Exercise description
Print the whole listing again, exactly as it stands.

Record set
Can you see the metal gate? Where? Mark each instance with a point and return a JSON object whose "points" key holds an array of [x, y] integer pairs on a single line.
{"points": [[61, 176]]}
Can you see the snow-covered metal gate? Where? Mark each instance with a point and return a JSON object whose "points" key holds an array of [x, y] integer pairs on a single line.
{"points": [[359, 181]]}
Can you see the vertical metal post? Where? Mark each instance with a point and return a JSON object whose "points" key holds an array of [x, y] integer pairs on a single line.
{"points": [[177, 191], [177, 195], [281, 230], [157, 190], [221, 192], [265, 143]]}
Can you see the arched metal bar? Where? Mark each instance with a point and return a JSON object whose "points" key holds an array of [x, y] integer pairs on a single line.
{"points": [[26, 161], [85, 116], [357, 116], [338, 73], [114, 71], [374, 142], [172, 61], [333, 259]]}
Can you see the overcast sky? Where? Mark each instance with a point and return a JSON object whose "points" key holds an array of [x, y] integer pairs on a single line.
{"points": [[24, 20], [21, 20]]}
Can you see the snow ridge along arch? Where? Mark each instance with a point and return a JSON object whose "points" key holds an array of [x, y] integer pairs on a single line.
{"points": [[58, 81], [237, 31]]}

Solution to this exercise
Can you see the metal gate? Where? Mark each instance with a point and return a JSON object whose "points" key holds an array of [x, y] integer pairs on a single line.
{"points": [[61, 176]]}
Can you see the snow-covered metal gate? Where? Mark each instance with a point and return a JSON object whose "points" key holds an array of [x, y] integer pairs on a single line.
{"points": [[359, 181]]}
Can you see the vertical metal post? Where? Mark each instance with a point and return a JSON object whose "points" key holds an array of [x, y] integer pairs on a single line.
{"points": [[177, 191], [177, 195], [281, 230], [157, 190], [221, 192], [265, 143]]}
Can you see the arched metal bar? Where? Mark each instance with a point and return a JSON object whose "points" key holds an array of [x, y] integer pairs on a single line.
{"points": [[26, 161], [85, 116], [357, 116], [338, 73], [114, 71], [374, 142], [172, 61], [333, 259]]}
Can you see the overcast sky? Where? Mark each instance with a point and return a JSON object whose "points" key holds an array of [x, y] integer pairs on a single line.
{"points": [[24, 20], [21, 20]]}
Can you see the snow ridge along arch? Where? Mark each instance with a point and return a JSON object whose "points" key holds an array of [x, y] integer pairs on a single line.
{"points": [[58, 81], [237, 31]]}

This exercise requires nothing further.